Таковы центральные фигуры поэмы, «несколько уродливых помещиков», по гоголевскому выражению. Не менее уродливы крепостные крестьяне: вряд ли кто-нибудь станет вслед за Шевыревым умиляться человечности Селифана, а вонючий Петрушка и идиоты Митяй и Миняй вместе с «двумя русскими мужиками» первой главы дополняют впечатление даже от этой «смягченной редакции, и Белинский, говоривший, что «Мертвые души» «беспощадно сдергивают покров с действительности», в сущности, отнесся к новой редакции так же, как Пушкин к ранней.

— здесь появляются портреты коллективные — фон, в котором лица даже не названы по именам: чиновник вообще, дамы вообще, тюрюки и байбаки вообще. Преимущественное значение второй половины не в статике, а в динамике. Это уже не новая для Гоголя динамика: критика и враждебная, и сочувственная единодушно отметила ее сходство с «Ревизором» — динамика мистификаций и заблуждений, которая и в частностях близка к «Ревизору»: ожидают нового ген. -губернатора, и Чичикова готовы принять за ревизора — новые письма сбивают и с этого следа, и его готовы принять за таинственных фальшивомонетчика и разбойника, о которых пишут в письмах. Переполох в мире уродов в «фантастическом», по определению Шевырева, городе, должен показаться несообразным; этого как будто не отрицает и Гоголь, утверждая в 10 главе символический смысл этой видимой несообразности. Как и в «Ревизоре» — поэма осложнена пародией на любовную интригу и вместе с тем на динамику авантюрных романов. Очарование молодости и чистоты губернаторской дочки в «не слишком толстом и не слишком тонком» Чичикове должно было превратиться очень скоро в пародию на чувство, но воображение обывателей создало несвойственный ему авантюрно-героический замысел похищения. Скачком в прошлое (Vorgeshichte) фактическая часть поэмы заканчивается.
------------------------------------------------------------
→ **Поставленная задача A**:
Воспроизведите дословно часть отрывка о «Мертвых душах» между словами «Таковы центральные фигуры» и «Пушкин к ранней.» включительно.
→ **Поставленная задача B**:
Перечислите всех крепостных крестьян, которых отрывок о «Мертвых душах» называет по имени.
Следующие далее записи взяты из другого источника.

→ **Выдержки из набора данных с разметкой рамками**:
------------------------------------------------------------
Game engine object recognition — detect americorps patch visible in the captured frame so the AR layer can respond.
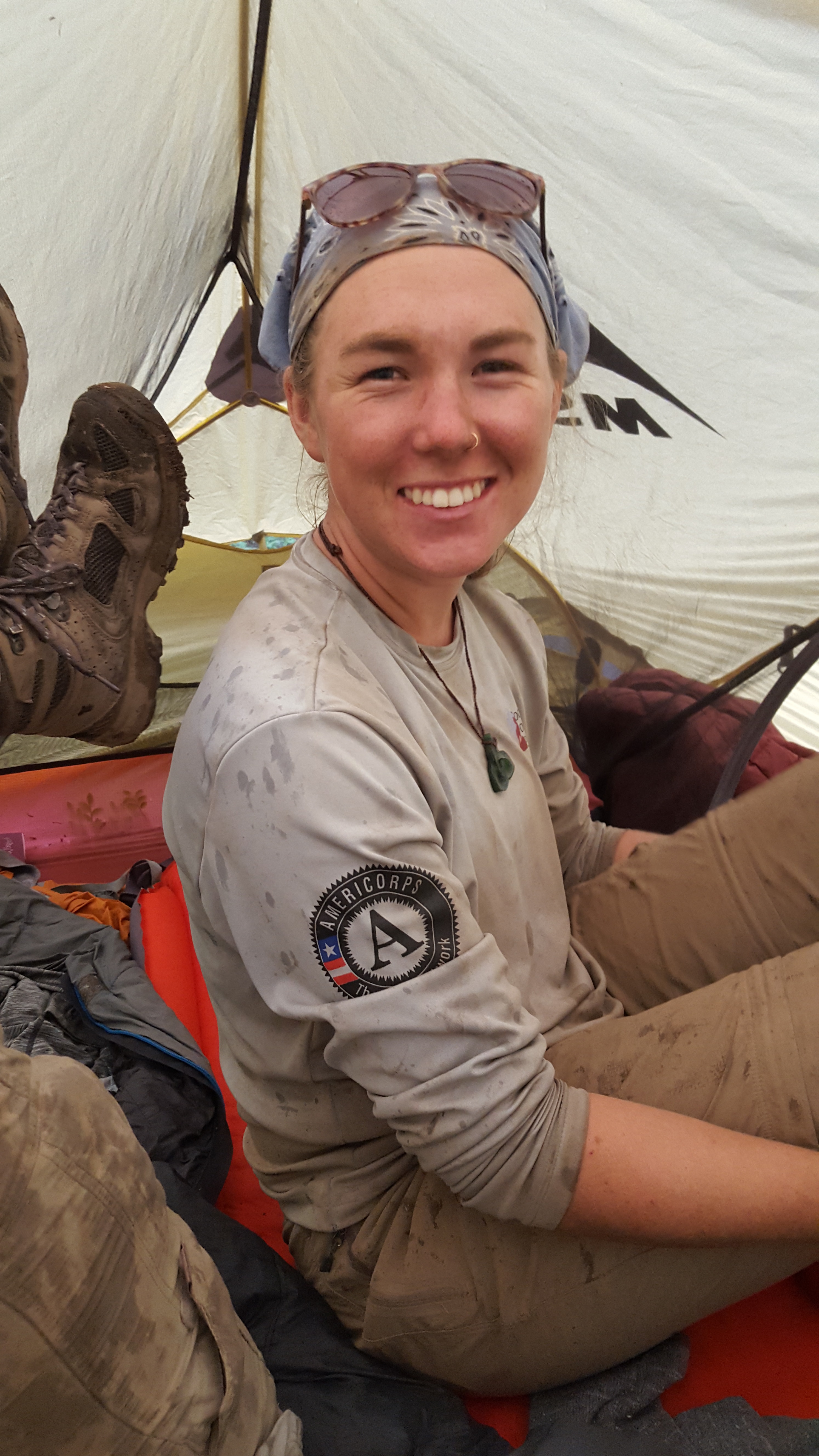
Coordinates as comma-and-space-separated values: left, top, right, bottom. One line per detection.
310, 865, 457, 996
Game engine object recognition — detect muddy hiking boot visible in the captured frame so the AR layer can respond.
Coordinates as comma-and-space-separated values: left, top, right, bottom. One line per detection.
0, 384, 188, 747
0, 288, 32, 572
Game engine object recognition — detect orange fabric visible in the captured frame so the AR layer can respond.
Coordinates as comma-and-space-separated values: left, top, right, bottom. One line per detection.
0, 748, 170, 885
0, 869, 131, 945
662, 1265, 819, 1418
140, 865, 819, 1449
140, 865, 293, 1264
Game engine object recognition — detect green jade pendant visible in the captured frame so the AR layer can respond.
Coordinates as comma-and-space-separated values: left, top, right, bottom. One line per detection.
481, 732, 514, 794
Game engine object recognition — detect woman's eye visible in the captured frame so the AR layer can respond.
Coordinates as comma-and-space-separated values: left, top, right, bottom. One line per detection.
478, 360, 516, 374
362, 364, 398, 383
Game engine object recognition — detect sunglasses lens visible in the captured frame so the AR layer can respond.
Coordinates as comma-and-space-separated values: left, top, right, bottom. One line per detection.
315, 163, 413, 227
445, 162, 539, 217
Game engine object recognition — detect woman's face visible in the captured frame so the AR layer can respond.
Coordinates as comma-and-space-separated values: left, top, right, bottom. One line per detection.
287, 246, 561, 579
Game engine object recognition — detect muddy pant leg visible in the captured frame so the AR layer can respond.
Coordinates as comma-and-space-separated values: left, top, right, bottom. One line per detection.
0, 1047, 300, 1456
291, 946, 819, 1395
568, 757, 819, 1013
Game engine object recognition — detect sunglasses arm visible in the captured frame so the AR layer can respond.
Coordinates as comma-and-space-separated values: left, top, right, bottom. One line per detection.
290, 192, 312, 297
538, 188, 549, 262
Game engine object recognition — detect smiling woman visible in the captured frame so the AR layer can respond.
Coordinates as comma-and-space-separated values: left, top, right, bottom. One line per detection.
165, 162, 819, 1394
286, 246, 564, 647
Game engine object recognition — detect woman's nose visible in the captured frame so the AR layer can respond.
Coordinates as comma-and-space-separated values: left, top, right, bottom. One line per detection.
413, 386, 478, 456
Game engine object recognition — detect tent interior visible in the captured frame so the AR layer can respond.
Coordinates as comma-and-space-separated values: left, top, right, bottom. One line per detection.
0, 0, 819, 1444
0, 0, 819, 767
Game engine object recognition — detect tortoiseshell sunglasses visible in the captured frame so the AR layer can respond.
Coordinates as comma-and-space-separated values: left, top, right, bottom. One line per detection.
293, 157, 547, 288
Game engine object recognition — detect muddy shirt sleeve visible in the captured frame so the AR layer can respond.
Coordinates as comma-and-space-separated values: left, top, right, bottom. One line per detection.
200, 710, 587, 1229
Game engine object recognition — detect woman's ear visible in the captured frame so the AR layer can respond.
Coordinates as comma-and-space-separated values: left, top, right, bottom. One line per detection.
281, 365, 323, 463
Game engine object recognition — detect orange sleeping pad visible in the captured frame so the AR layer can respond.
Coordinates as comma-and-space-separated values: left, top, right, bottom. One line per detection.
140, 865, 819, 1447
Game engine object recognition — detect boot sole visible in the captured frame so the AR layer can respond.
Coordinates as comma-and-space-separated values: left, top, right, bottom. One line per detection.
77, 384, 189, 748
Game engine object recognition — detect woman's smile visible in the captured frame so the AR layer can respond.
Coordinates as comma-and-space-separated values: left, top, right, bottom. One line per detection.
398, 475, 496, 514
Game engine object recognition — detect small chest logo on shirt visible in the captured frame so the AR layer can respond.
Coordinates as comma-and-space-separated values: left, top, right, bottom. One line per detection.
509, 709, 529, 753
310, 865, 457, 996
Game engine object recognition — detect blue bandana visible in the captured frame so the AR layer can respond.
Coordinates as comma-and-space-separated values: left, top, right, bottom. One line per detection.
259, 176, 589, 384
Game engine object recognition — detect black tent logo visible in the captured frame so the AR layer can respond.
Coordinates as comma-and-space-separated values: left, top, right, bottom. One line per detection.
557, 323, 718, 440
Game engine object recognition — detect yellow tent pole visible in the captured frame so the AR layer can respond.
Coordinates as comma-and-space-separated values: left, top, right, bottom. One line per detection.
176, 399, 242, 445
167, 389, 208, 430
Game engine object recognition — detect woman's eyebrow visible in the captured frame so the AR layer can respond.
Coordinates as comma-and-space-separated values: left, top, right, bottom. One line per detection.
472, 329, 536, 351
341, 333, 414, 358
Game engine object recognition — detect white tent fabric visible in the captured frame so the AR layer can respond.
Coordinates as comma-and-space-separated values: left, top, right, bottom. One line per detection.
0, 0, 819, 747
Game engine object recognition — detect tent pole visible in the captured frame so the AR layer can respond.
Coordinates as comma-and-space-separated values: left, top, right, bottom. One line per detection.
227, 0, 272, 268
176, 399, 242, 445
150, 255, 230, 405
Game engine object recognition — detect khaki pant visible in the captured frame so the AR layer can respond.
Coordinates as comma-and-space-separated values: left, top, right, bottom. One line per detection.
291, 759, 819, 1395
0, 1034, 302, 1456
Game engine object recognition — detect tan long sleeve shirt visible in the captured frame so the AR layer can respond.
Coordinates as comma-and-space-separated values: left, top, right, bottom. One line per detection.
165, 537, 621, 1230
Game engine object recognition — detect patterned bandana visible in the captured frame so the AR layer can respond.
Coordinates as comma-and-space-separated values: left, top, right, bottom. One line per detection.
259, 176, 589, 384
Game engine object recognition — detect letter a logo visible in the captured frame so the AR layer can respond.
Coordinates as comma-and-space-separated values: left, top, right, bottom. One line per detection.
370, 910, 424, 971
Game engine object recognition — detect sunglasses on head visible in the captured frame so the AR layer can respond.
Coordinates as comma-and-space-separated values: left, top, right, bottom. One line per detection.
293, 157, 548, 288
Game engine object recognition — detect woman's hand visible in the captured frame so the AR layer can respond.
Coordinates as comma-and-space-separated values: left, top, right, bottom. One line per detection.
612, 829, 663, 865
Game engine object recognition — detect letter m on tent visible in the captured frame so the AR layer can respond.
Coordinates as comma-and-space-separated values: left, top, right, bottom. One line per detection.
583, 395, 670, 440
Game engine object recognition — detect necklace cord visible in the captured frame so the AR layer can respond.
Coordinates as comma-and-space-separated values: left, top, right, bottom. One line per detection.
312, 521, 514, 794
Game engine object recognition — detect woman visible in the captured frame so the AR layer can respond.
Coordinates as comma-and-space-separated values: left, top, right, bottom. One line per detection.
166, 163, 819, 1394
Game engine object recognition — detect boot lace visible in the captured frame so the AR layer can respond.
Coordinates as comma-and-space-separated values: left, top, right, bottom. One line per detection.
0, 425, 33, 526
0, 466, 121, 693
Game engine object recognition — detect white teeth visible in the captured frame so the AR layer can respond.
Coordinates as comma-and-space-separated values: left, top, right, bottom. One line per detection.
398, 480, 487, 511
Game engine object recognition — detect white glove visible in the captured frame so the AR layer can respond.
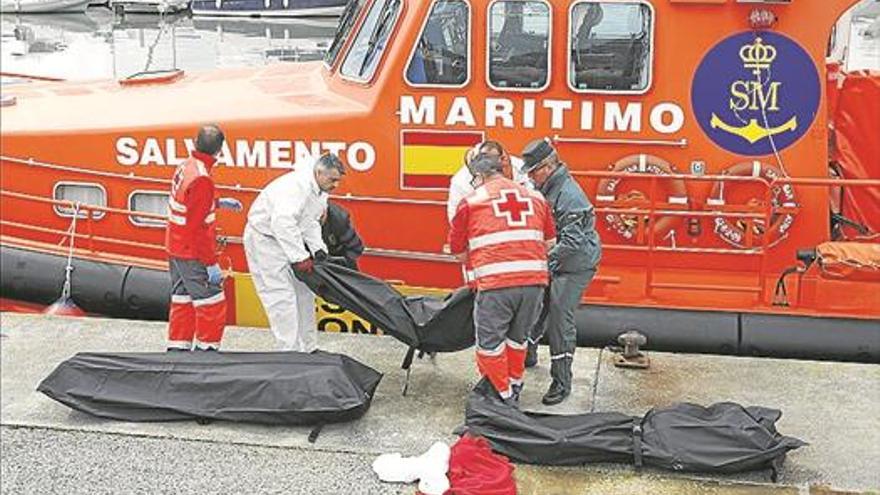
------------------------------------------------------------
→ **Результат выполнения A**:
Таковы центральные фигуры поэмы, «несколько уродливых помещиков», по гоголевскому выражению. Не менее уродливы крепостные крестьяне: вряд ли кто-нибудь станет вслед за Шевыревым умиляться человечности Селифана, а вонючий Петрушка и идиоты Митяй и Миняй вместе с «двумя русскими мужиками» первой главы дополняют впечатление даже от этой «смягченной редакции, и Белинский, говоривший, что «Мертвые души» «беспощадно сдергивают покров с действительности», в сущности, отнесся к новой редакции так же, как Пушкин к ранней.

→ **Результат выполнения B**:
Селифан, Петрушка, Митяй, Миняй.